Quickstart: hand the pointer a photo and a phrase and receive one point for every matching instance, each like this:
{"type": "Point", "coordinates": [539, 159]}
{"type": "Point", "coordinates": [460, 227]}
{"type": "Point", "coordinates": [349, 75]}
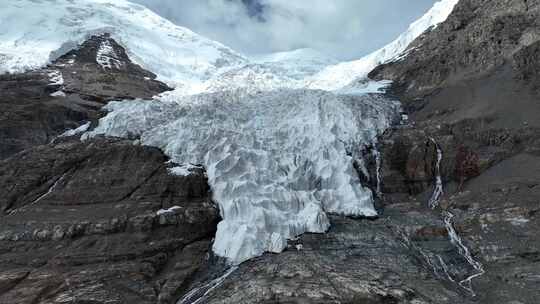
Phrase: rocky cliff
{"type": "Point", "coordinates": [104, 221]}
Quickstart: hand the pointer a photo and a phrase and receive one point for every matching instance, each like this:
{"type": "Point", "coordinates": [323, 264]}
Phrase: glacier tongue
{"type": "Point", "coordinates": [277, 161]}
{"type": "Point", "coordinates": [36, 32]}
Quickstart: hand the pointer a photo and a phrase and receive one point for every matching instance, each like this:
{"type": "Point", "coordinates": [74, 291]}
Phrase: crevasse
{"type": "Point", "coordinates": [278, 136]}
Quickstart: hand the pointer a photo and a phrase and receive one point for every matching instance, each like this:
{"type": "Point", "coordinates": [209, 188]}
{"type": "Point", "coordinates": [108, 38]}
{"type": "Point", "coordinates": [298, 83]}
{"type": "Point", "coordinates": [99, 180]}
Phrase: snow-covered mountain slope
{"type": "Point", "coordinates": [340, 75]}
{"type": "Point", "coordinates": [277, 161]}
{"type": "Point", "coordinates": [35, 32]}
{"type": "Point", "coordinates": [278, 134]}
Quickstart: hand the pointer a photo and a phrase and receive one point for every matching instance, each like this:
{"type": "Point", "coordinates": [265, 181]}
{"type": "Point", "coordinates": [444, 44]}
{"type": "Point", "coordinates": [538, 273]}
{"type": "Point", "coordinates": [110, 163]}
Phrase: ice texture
{"type": "Point", "coordinates": [341, 74]}
{"type": "Point", "coordinates": [278, 134]}
{"type": "Point", "coordinates": [36, 32]}
{"type": "Point", "coordinates": [277, 161]}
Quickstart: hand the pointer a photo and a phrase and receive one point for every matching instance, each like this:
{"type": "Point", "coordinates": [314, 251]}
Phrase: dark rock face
{"type": "Point", "coordinates": [79, 225]}
{"type": "Point", "coordinates": [79, 220]}
{"type": "Point", "coordinates": [478, 37]}
{"type": "Point", "coordinates": [471, 85]}
{"type": "Point", "coordinates": [39, 105]}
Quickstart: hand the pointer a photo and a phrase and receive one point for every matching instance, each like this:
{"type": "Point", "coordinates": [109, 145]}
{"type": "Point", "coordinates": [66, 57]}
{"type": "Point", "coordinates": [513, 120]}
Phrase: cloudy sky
{"type": "Point", "coordinates": [345, 29]}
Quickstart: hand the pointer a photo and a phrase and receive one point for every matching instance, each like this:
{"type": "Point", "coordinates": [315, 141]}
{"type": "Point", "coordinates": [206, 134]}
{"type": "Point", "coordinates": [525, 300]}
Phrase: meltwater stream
{"type": "Point", "coordinates": [277, 161]}
{"type": "Point", "coordinates": [454, 237]}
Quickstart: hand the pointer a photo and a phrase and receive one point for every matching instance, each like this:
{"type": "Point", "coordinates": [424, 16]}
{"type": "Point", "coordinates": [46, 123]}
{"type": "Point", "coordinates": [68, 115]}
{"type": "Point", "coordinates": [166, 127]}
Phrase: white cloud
{"type": "Point", "coordinates": [342, 28]}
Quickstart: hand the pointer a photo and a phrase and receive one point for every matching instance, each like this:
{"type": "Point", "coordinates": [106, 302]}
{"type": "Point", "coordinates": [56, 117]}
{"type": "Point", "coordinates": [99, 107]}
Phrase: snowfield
{"type": "Point", "coordinates": [277, 134]}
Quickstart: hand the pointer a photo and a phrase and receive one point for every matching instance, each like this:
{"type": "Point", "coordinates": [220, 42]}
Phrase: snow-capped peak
{"type": "Point", "coordinates": [36, 32]}
{"type": "Point", "coordinates": [277, 134]}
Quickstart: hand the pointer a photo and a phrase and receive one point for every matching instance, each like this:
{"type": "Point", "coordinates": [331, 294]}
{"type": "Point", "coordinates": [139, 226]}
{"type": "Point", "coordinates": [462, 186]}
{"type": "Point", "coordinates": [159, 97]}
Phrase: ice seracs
{"type": "Point", "coordinates": [277, 161]}
{"type": "Point", "coordinates": [278, 135]}
{"type": "Point", "coordinates": [36, 32]}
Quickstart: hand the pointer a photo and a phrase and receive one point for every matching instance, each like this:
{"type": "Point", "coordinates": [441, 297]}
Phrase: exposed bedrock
{"type": "Point", "coordinates": [79, 224]}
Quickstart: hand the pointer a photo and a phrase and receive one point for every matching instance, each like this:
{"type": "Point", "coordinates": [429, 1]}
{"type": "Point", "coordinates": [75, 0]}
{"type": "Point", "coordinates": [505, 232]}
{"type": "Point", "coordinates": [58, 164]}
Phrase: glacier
{"type": "Point", "coordinates": [278, 134]}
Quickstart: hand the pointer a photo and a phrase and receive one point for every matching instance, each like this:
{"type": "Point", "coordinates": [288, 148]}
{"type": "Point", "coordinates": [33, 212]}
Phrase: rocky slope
{"type": "Point", "coordinates": [470, 87]}
{"type": "Point", "coordinates": [92, 221]}
{"type": "Point", "coordinates": [41, 104]}
{"type": "Point", "coordinates": [79, 221]}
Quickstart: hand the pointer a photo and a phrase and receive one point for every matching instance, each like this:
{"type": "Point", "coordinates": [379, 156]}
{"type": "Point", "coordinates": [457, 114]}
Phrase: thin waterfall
{"type": "Point", "coordinates": [438, 191]}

__DO THIS__
Write out each line of the data exactly; the images should be left out.

__WORKED SOLUTION__
Quickstart: hand the pointer a photo and a phrase and receive one point for every matching instance, each like this:
{"type": "Point", "coordinates": [539, 159]}
{"type": "Point", "coordinates": [460, 227]}
{"type": "Point", "coordinates": [349, 75]}
Phrase: rocky cliff
{"type": "Point", "coordinates": [104, 221]}
Quickstart: hand the pointer a photo and a phrase and receive one point for every matching instance, each like this:
{"type": "Point", "coordinates": [323, 264]}
Phrase: glacier tongue
{"type": "Point", "coordinates": [277, 161]}
{"type": "Point", "coordinates": [36, 32]}
Quickstart: hand the pointer a photo and a phrase and receive one point for every matching instance, each like this:
{"type": "Point", "coordinates": [74, 291]}
Phrase: crevasse
{"type": "Point", "coordinates": [278, 136]}
Quickstart: hand the pointer a photo and a phrase and receive one point for every matching instance, each like this:
{"type": "Point", "coordinates": [209, 188]}
{"type": "Point", "coordinates": [108, 38]}
{"type": "Point", "coordinates": [298, 83]}
{"type": "Point", "coordinates": [99, 180]}
Phrase: snow-covered mountain slope
{"type": "Point", "coordinates": [340, 75]}
{"type": "Point", "coordinates": [277, 161]}
{"type": "Point", "coordinates": [35, 32]}
{"type": "Point", "coordinates": [278, 134]}
Quickstart: hand the pointer a photo and a phrase and receive one point for every matching instance, each like this:
{"type": "Point", "coordinates": [265, 181]}
{"type": "Point", "coordinates": [444, 44]}
{"type": "Point", "coordinates": [538, 273]}
{"type": "Point", "coordinates": [110, 163]}
Phrase: ice texture
{"type": "Point", "coordinates": [341, 74]}
{"type": "Point", "coordinates": [278, 134]}
{"type": "Point", "coordinates": [36, 32]}
{"type": "Point", "coordinates": [277, 161]}
Quickstart: hand the pointer a photo and a phrase and receive one point for every matching instance, each like this:
{"type": "Point", "coordinates": [314, 251]}
Phrase: dark rock face
{"type": "Point", "coordinates": [79, 225]}
{"type": "Point", "coordinates": [79, 220]}
{"type": "Point", "coordinates": [478, 37]}
{"type": "Point", "coordinates": [471, 85]}
{"type": "Point", "coordinates": [39, 105]}
Quickstart: hand the pointer a photo and a phrase and receive one point for every matching instance, each like this:
{"type": "Point", "coordinates": [109, 145]}
{"type": "Point", "coordinates": [66, 57]}
{"type": "Point", "coordinates": [513, 120]}
Phrase: cloudy sky
{"type": "Point", "coordinates": [345, 29]}
Quickstart: hand the pointer a photo and a phrase and receive one point for every matching instance, each like this:
{"type": "Point", "coordinates": [315, 141]}
{"type": "Point", "coordinates": [206, 134]}
{"type": "Point", "coordinates": [525, 300]}
Phrase: meltwater stream
{"type": "Point", "coordinates": [277, 161]}
{"type": "Point", "coordinates": [454, 237]}
Quickstart: hand the pointer a photo and a phrase and receive one point for every matching instance, each like this:
{"type": "Point", "coordinates": [424, 16]}
{"type": "Point", "coordinates": [46, 123]}
{"type": "Point", "coordinates": [68, 115]}
{"type": "Point", "coordinates": [166, 127]}
Phrase: white cloud
{"type": "Point", "coordinates": [342, 28]}
Quickstart: hand the pointer a photo and a phrase and receive one point for every matching instance, each like this:
{"type": "Point", "coordinates": [106, 302]}
{"type": "Point", "coordinates": [56, 117]}
{"type": "Point", "coordinates": [99, 107]}
Phrase: snowfield
{"type": "Point", "coordinates": [277, 134]}
Quickstart: hand the pointer a photo and a phrase and receive one point for every matching instance, each like this:
{"type": "Point", "coordinates": [220, 42]}
Phrase: snow-capped peak
{"type": "Point", "coordinates": [36, 32]}
{"type": "Point", "coordinates": [277, 134]}
Quickstart: hand the pointer a photo and a phrase and receive one point for every matching instance, each like this:
{"type": "Point", "coordinates": [331, 294]}
{"type": "Point", "coordinates": [139, 226]}
{"type": "Point", "coordinates": [462, 186]}
{"type": "Point", "coordinates": [159, 97]}
Phrase: ice seracs
{"type": "Point", "coordinates": [277, 161]}
{"type": "Point", "coordinates": [278, 135]}
{"type": "Point", "coordinates": [36, 32]}
Quickstart: hand the pointer a photo and a phrase and receive one point for every matching instance, each like this:
{"type": "Point", "coordinates": [441, 297]}
Phrase: exposed bedrock
{"type": "Point", "coordinates": [79, 224]}
Quickstart: hand the pointer a photo and a phrase and receive one point for every matching instance, each like this:
{"type": "Point", "coordinates": [429, 1]}
{"type": "Point", "coordinates": [75, 0]}
{"type": "Point", "coordinates": [505, 232]}
{"type": "Point", "coordinates": [58, 164]}
Phrase: glacier
{"type": "Point", "coordinates": [278, 134]}
Quickstart: hand the pointer a photo and a phrase and receive one point for every matching instance, each like this:
{"type": "Point", "coordinates": [288, 148]}
{"type": "Point", "coordinates": [33, 212]}
Phrase: rocky slope
{"type": "Point", "coordinates": [470, 87]}
{"type": "Point", "coordinates": [92, 221]}
{"type": "Point", "coordinates": [41, 104]}
{"type": "Point", "coordinates": [79, 221]}
Quickstart: hand the pointer a photo and a phrase and receive one point for every matching instance, each like this:
{"type": "Point", "coordinates": [379, 156]}
{"type": "Point", "coordinates": [457, 114]}
Phrase: thin waterfall
{"type": "Point", "coordinates": [438, 191]}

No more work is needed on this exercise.